Source extract:
----

The innovative program is a multi-disciplinary learning experience and involves preparatory assignments, class sessions, and "action learning" projects, in which participants analyze and recommend solutions to current U-M Health System leadership or management issues. Participants learn and apply concepts and tools in the areas of strategy, financial management, change management, managerial leadership, marketing strategy and positioning, operations management, information and business process, research and development, innovation, negotiation and decision-making, and strategic human resource management. "Because academic medical centers have a three-part mission of clinical care, education and research, the business of managing health care in an academic setting is especially complex. Currently, there are few places in the country where executives from institutions such as ours can find a program geared to these unique needs. The Health Care Leadership Institute seeks to fill this gap," says Paul Taheri, M.D., M.B.A., assistant dean for academic business development in the Medical School.

The full-day class sessions take place one day a month for 10 months. Between sessions, participants divide into work groups to take on action learning projects.

"The action learning projects create an outstanding learning experience in which the participants apply the specific concepts and tools learned in the course to the current leadership/management issues/initiatives participants face in their roles as senior leaders," says Raymond Reilly, M.B.A., Ph.D., associate dean of executive education and professor of business administration at the U-Michigan Business School.

In the current Class of 2003, examples of the projects include:

  • Managing the Supply Chain: The Case of High-Cost Intermediate Products
  • Obstetrics/Gynecology: Short-Term Capacity versus Long-Term Planning
  • Blue Cross/Blue Shield: The Value Proposition
  • Clinical Simulation: The Impact on Education and Care

    "The world has gotten increasingly complex, and especially so in the health care business management. We've been fortunate at the U-M Health System to have a wealth of talented leaders in all areas of the organization. Collectively, it's part of their leadership style to embrace the opportunity to stay ahead of the curve in health care business knowledge," says Larry Warren, chief executive officer of U-M Hospitals & Health Centers.

----

Your objective:
According to the article on the Health Care Leadership Institute, how often are the full-day class sessions held, and for how long?

----

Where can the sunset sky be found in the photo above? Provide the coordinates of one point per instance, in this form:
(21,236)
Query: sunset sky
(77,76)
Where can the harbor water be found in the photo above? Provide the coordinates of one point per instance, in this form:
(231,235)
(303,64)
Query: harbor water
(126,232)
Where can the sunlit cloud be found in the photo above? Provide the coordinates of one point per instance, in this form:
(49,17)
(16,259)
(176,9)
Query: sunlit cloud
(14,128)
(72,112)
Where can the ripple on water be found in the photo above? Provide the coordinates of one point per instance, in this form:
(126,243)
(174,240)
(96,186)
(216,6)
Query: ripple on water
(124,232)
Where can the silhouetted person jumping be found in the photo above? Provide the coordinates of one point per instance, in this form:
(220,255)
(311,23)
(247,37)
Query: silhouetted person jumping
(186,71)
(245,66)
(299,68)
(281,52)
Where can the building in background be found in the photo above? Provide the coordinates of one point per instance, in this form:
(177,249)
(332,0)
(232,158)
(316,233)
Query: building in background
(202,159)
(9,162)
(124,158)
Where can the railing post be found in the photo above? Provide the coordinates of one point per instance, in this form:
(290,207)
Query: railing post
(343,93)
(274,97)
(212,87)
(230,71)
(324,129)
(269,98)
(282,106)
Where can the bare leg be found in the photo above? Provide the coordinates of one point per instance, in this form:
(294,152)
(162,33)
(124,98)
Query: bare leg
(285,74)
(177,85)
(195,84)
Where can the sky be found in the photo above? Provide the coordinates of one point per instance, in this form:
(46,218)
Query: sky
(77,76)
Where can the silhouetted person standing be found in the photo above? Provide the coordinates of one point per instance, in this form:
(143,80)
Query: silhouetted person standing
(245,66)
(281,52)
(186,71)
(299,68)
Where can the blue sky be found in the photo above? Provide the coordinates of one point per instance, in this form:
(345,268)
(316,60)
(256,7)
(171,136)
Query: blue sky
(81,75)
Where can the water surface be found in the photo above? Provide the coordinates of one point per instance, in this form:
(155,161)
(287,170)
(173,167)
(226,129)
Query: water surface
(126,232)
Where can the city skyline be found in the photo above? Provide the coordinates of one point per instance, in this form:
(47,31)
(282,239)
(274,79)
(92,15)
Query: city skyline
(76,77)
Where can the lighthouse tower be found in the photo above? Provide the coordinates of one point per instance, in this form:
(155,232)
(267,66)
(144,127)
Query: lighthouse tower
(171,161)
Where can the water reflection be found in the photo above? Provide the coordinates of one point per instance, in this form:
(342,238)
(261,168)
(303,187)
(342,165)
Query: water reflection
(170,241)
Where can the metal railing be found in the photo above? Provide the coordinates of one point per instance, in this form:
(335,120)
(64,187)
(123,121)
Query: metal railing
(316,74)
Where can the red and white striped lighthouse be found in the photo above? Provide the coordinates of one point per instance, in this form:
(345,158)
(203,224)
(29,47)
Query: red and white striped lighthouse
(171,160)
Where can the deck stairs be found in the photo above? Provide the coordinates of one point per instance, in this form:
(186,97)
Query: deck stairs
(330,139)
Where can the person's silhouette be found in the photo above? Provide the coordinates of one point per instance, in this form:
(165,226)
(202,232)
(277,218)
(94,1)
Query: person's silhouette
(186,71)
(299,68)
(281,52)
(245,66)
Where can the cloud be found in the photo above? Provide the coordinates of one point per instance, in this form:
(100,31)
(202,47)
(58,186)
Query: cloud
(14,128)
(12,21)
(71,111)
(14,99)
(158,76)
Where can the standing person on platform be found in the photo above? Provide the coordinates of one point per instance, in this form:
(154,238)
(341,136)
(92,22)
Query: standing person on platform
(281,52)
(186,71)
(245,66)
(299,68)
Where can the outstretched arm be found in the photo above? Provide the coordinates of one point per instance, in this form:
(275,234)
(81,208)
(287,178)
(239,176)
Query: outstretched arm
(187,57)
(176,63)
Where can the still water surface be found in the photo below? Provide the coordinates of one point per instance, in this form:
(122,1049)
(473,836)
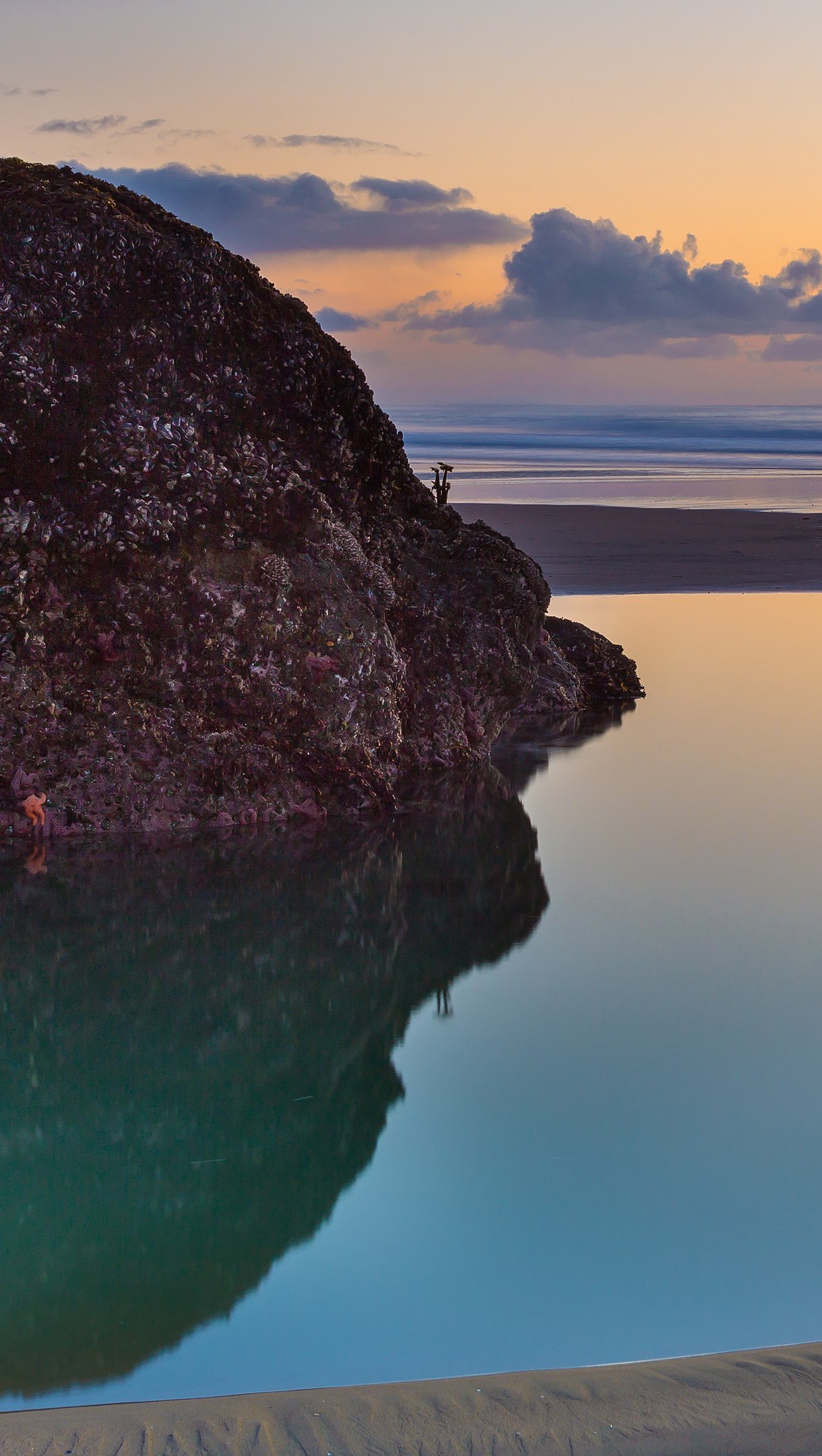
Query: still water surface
(367,1107)
(767,458)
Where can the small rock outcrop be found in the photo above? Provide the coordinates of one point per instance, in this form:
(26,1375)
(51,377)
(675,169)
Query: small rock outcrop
(224,596)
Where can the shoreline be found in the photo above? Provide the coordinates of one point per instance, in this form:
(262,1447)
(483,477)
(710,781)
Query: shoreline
(625,549)
(738,1404)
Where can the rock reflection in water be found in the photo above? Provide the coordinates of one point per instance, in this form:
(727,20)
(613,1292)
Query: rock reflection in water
(195,1056)
(526,746)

----

Finished exercise:
One day a month for 10 months.